** Begin Text extract **

- Genre: Science fiction
- Dates: 23–27 August 2006
- Venue: Anaheim Convention Center
- Location: Anaheim, California
- Country: United States
- Attendance: 5,913
- Organized by: Southern California Institute for Fan Interests (SCIFI), Inc.
- Filing status: 501(c)(3) non-profit
- Website: www.laconiv.org

= 64th World Science Fiction Convention =

64th Worldcon (2006)

The 64th World Science Fiction Convention (Worldcon), also known as L.A.con IV, was held on 23–27 August 2006 at the Anaheim Convention Center and the nearby Hilton and Marriott hotels in Anaheim, California, United States.

The organizing committee was chaired by Christian B. McGuire.

== Participants ==
Attendance was 5,913, out of 6,832 paid memberships, based on preliminary post-convention data reported by the committee. The members came from 23 different countries, of which the largest contingents were from the United States, Canada, United Kingdom, Australia, and Japan.

=== Guests of honor ===
- Connie Willis (author)
- James Gurney (artist)
- Howard DeVore (fan)
- Frankie Thomas (special guest)

=== Participating writers ===
In addition to the guests of honor, the convention has announced the names of the people participating in the program.

== Awards ==

=== 2006 Hugo Awards ===

- Best Novel: Spin by Robert Charles Wilson
- Best Novella: "Inside Job" by Connie Willis
- Best Novelette: "Two Hearts" by Peter S. Beagle
- Best Short Story: "Tk'tk'tk" by David D. Levine
- Best Related Book: Storyteller: Writing Lessons and More from 27 Years of the Clarion Writers' Workshop by Kate Wilhelm
- Best Dramatic Presentation, Long Form: Serenity, written and directed by Joss Whedon.

** End Text extract **

## Directive 1:
Name each guest of honor listed in the Worldcon text, with the role given for each.
## Directive 2:
From the Worldcon text, extract the passage that opens with the words "The organizing committee" and ends after the words "Howard DeVore (fan)".

** Begin Extracted records **

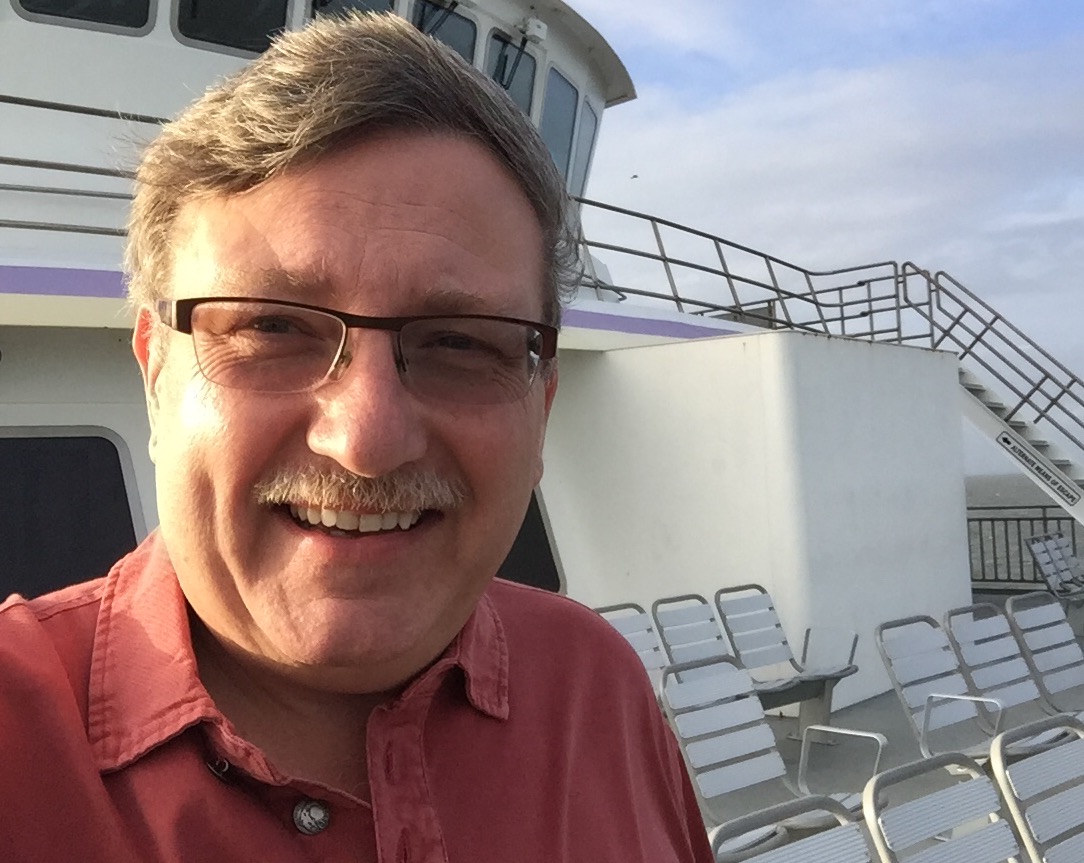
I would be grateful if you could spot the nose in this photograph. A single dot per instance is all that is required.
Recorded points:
(365, 419)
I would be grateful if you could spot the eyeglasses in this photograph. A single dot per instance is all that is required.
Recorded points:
(270, 346)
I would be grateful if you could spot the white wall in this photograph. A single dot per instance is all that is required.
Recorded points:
(827, 469)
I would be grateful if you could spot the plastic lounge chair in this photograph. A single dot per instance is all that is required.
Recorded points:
(842, 844)
(963, 822)
(945, 713)
(993, 662)
(1049, 647)
(635, 625)
(731, 752)
(753, 629)
(1058, 566)
(687, 629)
(1044, 793)
(927, 678)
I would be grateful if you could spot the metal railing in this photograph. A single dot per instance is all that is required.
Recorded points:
(997, 540)
(30, 169)
(885, 301)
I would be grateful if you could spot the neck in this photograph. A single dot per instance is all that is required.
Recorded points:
(306, 733)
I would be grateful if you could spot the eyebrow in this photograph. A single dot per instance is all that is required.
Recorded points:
(313, 284)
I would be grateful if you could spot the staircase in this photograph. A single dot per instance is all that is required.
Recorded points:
(1011, 389)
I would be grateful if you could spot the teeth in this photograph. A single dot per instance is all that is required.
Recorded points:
(369, 523)
(347, 522)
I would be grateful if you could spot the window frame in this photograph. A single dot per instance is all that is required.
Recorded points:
(61, 21)
(570, 79)
(584, 103)
(308, 13)
(175, 18)
(409, 14)
(124, 456)
(539, 63)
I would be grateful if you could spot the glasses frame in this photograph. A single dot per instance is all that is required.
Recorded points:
(177, 314)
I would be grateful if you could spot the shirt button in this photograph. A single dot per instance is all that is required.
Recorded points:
(311, 816)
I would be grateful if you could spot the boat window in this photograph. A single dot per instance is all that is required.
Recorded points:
(589, 127)
(116, 13)
(64, 515)
(512, 67)
(248, 26)
(443, 23)
(337, 7)
(558, 118)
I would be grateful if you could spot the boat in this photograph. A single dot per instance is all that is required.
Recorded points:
(724, 416)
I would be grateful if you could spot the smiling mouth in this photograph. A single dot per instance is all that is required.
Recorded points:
(345, 523)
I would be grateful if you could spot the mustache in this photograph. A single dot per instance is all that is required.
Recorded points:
(338, 489)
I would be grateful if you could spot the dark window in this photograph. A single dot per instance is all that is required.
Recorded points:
(589, 126)
(64, 513)
(512, 67)
(249, 26)
(449, 27)
(530, 561)
(337, 7)
(119, 13)
(558, 118)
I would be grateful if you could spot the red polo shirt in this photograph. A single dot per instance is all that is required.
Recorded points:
(534, 737)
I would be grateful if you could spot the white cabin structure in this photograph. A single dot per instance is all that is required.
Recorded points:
(713, 426)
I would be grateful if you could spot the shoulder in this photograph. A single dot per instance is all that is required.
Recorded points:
(552, 626)
(46, 642)
(531, 608)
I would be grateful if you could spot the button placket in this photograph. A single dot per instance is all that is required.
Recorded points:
(311, 816)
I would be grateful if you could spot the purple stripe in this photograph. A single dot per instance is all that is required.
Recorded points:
(60, 282)
(649, 326)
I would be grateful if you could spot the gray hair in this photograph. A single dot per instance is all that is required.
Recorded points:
(335, 80)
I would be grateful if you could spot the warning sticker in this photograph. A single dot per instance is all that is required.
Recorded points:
(1029, 459)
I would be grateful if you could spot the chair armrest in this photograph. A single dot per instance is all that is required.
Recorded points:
(924, 737)
(880, 739)
(811, 632)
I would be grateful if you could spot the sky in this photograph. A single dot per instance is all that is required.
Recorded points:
(840, 132)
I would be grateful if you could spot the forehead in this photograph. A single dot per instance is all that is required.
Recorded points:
(394, 224)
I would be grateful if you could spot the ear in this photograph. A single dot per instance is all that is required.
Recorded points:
(149, 355)
(550, 384)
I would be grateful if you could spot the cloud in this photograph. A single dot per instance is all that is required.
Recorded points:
(973, 165)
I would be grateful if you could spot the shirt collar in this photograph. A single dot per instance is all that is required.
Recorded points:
(144, 683)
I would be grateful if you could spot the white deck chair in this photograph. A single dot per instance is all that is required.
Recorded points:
(637, 628)
(1058, 566)
(927, 678)
(963, 822)
(945, 713)
(1049, 647)
(753, 629)
(1044, 793)
(687, 629)
(842, 844)
(731, 752)
(993, 664)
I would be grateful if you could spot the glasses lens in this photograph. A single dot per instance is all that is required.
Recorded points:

** End Extracted records **

## Task answer 1:
- Connie Willis (author)
- James Gurney (artist)
- Howard DeVore (fan)
- Frankie Thomas (special guest)

## Task answer 2:
The organizing committee was chaired by Christian B. McGuire.

== Participants ==
Attendance was 5,913, out of 6,832 paid memberships, based on preliminary post-convention data reported by the committee. The members came from 23 different countries, of which the largest contingents were from the United States, Canada, United Kingdom, Australia, and Japan.

=== Guests of honor ===
- Connie Willis (author)
- James Gurney (artist)
- Howard DeVore (fan)